Ask The Biologist

What’s The Difference?

What’s The Difference?

By Bob Humphrey

Question: Can white-tailed deer tell the difference between deer urine and human urine? I have been on a deer ranch, and the owner said they can’t and that you could freshen a scrape with human urine. — Charlie M.

Answer:  I, too, have heard this claim and believe that it, like bland vegetables, should be taken with a liberal dose of salt. The basic components of mammalian urine are essentially the same regardless of species. They include predominantly water and organic solutes like urea, creatinine, uric acid and trace amounts of enzymes, carbohydrates, hormones, fatty acids, pigments and inorganic ions.

And it is those trace elements that can make all the difference, particularly things like hormones. It is believed that from a single whiff of urine, a deer can determine much about the animal that left it, including sex, breeding status and possibly even general fitness and dominance ranking. If a deer can tell all that about another deer’s urine, they can almost certainly differentiate deer urine from human urine, or other animals for that matter.

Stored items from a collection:
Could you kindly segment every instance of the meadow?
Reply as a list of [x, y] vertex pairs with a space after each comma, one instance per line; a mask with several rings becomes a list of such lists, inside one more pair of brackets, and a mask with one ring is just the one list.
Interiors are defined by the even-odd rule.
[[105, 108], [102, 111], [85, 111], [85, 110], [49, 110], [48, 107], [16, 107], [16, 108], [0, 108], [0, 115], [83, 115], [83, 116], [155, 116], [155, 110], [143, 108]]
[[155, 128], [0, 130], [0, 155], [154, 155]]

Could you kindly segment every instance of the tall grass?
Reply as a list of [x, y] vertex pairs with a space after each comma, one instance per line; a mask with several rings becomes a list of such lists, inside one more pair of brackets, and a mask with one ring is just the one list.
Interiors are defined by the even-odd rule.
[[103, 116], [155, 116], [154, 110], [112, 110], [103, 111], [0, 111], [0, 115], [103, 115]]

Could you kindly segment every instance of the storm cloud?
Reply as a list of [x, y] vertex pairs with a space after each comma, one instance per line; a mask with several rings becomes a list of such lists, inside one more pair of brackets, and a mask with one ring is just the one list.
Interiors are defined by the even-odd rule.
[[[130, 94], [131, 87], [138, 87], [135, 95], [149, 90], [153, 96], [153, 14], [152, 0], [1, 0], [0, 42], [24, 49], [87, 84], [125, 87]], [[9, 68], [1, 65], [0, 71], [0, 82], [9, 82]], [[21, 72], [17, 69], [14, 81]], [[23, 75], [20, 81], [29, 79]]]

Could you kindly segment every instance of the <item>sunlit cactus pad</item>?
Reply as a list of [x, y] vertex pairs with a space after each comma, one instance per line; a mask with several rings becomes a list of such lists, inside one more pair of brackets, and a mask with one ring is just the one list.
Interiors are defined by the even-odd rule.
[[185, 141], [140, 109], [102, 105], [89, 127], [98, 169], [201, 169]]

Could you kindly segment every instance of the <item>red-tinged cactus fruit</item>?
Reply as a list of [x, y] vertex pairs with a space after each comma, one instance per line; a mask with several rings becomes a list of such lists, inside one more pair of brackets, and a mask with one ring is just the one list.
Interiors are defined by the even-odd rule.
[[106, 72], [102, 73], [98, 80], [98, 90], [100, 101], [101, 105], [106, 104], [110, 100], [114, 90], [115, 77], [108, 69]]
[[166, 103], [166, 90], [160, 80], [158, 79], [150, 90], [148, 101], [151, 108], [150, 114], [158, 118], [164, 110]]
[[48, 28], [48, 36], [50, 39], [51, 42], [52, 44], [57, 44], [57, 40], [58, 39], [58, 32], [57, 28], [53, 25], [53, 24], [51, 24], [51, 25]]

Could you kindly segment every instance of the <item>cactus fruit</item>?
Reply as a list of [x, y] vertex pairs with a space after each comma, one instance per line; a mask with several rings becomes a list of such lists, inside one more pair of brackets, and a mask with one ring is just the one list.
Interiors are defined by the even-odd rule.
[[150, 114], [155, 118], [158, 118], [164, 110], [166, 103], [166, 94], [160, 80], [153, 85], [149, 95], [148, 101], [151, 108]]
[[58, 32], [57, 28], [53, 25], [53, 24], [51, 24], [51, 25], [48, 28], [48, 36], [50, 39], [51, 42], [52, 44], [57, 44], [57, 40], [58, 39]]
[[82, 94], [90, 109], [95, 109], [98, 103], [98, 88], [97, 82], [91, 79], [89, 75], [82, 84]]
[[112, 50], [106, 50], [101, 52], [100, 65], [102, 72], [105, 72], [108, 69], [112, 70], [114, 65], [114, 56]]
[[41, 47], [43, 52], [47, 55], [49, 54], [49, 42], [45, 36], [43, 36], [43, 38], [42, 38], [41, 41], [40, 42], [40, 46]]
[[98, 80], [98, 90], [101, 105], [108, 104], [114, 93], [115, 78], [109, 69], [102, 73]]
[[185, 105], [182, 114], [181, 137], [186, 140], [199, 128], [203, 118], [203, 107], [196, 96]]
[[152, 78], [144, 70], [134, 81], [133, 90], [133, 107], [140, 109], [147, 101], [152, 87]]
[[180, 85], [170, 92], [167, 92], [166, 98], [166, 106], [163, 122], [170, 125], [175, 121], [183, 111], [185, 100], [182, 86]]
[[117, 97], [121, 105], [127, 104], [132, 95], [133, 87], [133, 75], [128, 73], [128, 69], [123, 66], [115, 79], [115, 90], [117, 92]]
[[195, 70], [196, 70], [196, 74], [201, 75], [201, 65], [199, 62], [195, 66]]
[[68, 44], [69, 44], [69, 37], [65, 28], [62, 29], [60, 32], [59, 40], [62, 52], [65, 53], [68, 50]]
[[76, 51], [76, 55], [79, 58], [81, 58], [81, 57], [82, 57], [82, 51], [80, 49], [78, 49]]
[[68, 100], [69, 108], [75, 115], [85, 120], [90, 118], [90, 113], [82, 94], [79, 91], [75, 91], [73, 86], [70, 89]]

◆ Exercise
Continue the Ask The Biologist piece on deer and urine, starting after its last sentence.

◆ Output of the exercise
The question is: Does it matter? The woods are full of urine left by almost every creature that lives there. Deer encounter it every day but probably pay little mind to it. However, no mammal passes in the woods without leaving other olfactory clues to their identity, which could result in a negative reaction.

If you’re still not convinced that deer can tell the difference, note the odor of your own urine the next time you pee after drinking a cup of strong coffee or eating asparagus. If you can smell it with your crude olfactory system, imagine what it smells like to a deer, whose sense of smell is probably 100 or 1,000 times more acute than yours.